Aufgabe:
Schreibe den Textabschnitt über Grünflächen in Smart Cities vollständig und unverändert ab.

Dokumentabschnitt:
Wir berichten häufig über sogenannte Smart Cities – und die damit verbundenen Möglichkeiten und Herausforderungen. Drohnen, die uns in Zukunft in Krisen helfen sollen, befinden sich auf der positiven Seite, Datenschutz und Überwachung auf der eher negativen Seite. So oder so geht es viel um Technik, wo Firmen wie ARM in Zukunft große Umsätze erwarten. Doch sehen wir einmal von der ganzen Technik ab und begeben uns in den Bereich von Flora und Fauna. Erholungsgebiete und Grünflächen sind wichtig und auch in smarten Städten mehr als notwendig. Aktuelle Parks glänzen meist durch große Grasflächen und Spielanlagen – die Primärnutzung liegt klar bei der Erholung. Doch wie wäre es, wenn die Grünflächen sogar noch wirtschaftlich genutzt werden könnten?

Zeilenauszüge:
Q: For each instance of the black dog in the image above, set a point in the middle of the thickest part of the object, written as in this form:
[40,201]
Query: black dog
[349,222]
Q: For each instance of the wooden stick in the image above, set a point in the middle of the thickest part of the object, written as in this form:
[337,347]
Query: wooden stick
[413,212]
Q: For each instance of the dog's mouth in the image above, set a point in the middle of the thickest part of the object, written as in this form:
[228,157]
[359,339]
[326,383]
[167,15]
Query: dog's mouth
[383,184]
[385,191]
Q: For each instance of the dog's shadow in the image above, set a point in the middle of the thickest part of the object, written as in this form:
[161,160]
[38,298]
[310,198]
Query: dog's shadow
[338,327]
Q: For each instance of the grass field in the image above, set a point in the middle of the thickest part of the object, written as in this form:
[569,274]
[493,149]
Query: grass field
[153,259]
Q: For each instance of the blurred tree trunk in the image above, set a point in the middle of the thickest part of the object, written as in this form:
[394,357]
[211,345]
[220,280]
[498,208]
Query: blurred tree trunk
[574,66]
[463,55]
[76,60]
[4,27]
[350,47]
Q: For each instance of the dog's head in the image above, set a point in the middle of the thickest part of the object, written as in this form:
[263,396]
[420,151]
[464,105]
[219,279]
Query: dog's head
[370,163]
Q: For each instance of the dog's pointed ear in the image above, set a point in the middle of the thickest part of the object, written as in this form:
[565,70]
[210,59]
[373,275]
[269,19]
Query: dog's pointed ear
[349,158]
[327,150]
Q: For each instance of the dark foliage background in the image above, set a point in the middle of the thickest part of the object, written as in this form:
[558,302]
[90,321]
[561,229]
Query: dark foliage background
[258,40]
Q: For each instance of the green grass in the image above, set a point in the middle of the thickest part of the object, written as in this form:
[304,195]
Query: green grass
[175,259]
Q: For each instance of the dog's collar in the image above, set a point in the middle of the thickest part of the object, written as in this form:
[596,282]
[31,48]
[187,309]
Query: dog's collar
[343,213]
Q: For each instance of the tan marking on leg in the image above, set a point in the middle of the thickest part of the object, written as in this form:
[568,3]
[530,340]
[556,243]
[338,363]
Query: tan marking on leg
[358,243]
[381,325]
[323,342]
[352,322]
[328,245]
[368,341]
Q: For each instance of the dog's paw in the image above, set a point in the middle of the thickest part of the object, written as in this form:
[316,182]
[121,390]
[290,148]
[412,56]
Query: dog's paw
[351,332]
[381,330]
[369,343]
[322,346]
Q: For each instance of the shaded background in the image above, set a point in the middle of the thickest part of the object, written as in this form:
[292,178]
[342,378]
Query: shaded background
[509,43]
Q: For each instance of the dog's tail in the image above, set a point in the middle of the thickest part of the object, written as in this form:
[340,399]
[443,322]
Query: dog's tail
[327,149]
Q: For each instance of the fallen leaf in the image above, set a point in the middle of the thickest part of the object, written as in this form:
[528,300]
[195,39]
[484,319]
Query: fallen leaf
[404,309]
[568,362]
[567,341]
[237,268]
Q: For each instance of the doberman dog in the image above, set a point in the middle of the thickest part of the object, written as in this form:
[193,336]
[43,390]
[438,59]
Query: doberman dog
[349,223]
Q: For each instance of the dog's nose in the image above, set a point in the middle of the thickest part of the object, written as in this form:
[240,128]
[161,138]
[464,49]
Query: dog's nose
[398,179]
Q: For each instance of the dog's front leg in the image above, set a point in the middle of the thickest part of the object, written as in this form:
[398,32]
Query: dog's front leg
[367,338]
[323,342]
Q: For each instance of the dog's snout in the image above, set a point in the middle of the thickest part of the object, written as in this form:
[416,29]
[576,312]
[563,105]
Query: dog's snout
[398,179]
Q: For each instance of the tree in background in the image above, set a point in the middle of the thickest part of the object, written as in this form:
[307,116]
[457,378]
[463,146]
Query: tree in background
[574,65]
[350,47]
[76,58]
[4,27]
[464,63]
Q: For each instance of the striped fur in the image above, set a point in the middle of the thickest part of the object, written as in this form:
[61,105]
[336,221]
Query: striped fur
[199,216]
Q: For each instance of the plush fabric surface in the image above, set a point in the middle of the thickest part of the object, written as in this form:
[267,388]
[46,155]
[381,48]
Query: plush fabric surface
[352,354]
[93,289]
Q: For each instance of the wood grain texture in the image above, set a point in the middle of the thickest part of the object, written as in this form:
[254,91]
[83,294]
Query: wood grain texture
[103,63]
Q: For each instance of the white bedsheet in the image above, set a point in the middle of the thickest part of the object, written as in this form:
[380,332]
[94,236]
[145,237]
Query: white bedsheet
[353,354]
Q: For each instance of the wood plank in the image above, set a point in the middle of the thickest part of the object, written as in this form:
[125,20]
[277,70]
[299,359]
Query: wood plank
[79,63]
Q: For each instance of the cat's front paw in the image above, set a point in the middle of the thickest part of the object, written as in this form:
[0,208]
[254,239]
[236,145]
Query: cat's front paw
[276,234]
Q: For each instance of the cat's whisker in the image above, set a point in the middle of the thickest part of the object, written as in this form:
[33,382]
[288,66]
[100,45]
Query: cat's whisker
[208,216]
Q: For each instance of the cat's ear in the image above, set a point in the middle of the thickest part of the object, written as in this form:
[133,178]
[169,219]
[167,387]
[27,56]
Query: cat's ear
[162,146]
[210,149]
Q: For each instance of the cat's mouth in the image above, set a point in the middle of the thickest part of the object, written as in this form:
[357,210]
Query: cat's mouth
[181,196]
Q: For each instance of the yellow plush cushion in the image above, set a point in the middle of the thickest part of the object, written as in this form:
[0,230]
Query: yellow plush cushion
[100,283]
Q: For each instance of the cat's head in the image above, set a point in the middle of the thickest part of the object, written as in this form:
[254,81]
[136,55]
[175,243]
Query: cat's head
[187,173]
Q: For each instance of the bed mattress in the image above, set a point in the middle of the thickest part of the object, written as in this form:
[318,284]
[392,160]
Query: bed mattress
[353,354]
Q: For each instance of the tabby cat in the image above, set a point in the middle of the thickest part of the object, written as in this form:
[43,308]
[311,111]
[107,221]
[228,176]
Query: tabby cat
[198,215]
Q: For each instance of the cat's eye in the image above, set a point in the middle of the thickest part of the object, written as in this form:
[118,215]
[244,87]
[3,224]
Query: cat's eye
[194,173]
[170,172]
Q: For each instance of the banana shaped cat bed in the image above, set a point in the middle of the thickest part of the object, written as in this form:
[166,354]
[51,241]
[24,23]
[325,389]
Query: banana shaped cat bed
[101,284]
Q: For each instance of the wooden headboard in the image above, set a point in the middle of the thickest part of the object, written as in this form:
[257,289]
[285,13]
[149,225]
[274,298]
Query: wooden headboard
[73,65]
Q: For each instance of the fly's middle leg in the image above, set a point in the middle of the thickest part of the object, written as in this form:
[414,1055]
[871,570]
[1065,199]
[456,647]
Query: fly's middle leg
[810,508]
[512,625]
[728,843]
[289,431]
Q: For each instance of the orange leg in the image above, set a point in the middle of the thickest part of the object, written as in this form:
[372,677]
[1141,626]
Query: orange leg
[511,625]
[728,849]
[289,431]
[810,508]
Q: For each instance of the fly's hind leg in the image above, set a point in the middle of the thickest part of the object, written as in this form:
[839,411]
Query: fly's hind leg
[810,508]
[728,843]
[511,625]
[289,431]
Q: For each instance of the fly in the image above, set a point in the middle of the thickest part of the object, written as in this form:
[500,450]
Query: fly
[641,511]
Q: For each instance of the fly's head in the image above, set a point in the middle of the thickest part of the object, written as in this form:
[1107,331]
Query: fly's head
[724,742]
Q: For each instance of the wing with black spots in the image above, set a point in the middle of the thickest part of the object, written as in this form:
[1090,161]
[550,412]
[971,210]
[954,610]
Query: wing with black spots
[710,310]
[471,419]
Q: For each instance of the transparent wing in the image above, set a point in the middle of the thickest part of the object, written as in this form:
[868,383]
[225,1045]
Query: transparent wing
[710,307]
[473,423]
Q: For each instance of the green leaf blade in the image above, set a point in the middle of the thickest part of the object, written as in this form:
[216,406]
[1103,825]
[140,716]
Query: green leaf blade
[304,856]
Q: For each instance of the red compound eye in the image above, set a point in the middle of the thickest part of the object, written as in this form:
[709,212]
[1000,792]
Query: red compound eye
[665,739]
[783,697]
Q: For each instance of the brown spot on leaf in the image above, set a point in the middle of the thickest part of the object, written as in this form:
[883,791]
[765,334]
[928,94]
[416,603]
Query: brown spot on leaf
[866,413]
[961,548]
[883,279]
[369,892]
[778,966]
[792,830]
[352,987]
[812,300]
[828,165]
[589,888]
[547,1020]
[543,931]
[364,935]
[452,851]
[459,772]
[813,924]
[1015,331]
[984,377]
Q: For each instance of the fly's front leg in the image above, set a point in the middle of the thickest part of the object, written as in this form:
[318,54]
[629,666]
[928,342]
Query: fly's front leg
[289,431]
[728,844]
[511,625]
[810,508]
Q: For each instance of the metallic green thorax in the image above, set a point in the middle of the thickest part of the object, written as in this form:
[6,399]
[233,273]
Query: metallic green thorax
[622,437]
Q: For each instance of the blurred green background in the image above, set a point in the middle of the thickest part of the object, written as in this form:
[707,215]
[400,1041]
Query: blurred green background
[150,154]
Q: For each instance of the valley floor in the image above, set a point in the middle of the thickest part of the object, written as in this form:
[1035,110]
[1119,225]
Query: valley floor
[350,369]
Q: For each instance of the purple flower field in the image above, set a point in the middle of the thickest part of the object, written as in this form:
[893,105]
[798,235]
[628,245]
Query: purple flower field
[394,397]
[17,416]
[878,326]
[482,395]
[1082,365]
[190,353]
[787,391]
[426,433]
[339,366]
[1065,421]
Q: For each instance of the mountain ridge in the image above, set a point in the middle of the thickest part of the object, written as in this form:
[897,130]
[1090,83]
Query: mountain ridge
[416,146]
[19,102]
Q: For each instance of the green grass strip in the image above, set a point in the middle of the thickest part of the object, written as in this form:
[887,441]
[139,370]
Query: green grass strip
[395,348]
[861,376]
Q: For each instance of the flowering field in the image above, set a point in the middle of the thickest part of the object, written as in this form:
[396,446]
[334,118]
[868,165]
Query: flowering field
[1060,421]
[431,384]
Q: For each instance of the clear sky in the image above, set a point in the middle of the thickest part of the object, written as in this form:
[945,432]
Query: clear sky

Ergebnis:
Wir berichten häufig über sogenannte Smart Cities – und die damit verbundenen Möglichkeiten und Herausforderungen. Drohnen, die uns in Zukunft in Krisen helfen sollen, befinden sich auf der positiven Seite, Datenschutz und Überwachung auf der eher negativen Seite. So oder so geht es viel um Technik, wo Firmen wie ARM in Zukunft große Umsätze erwarten. Doch sehen wir einmal von der ganzen Technik ab und begeben uns in den Bereich von Flora und Fauna. Erholungsgebiete und Grünflächen sind wichtig und auch in smarten Städten mehr als notwendig. Aktuelle Parks glänzen meist durch große Grasflächen und Spielanlagen – die Primärnutzung liegt klar bei der Erholung. Doch wie wäre es, wenn die Grünflächen sogar noch wirtschaftlich genutzt werden könnten?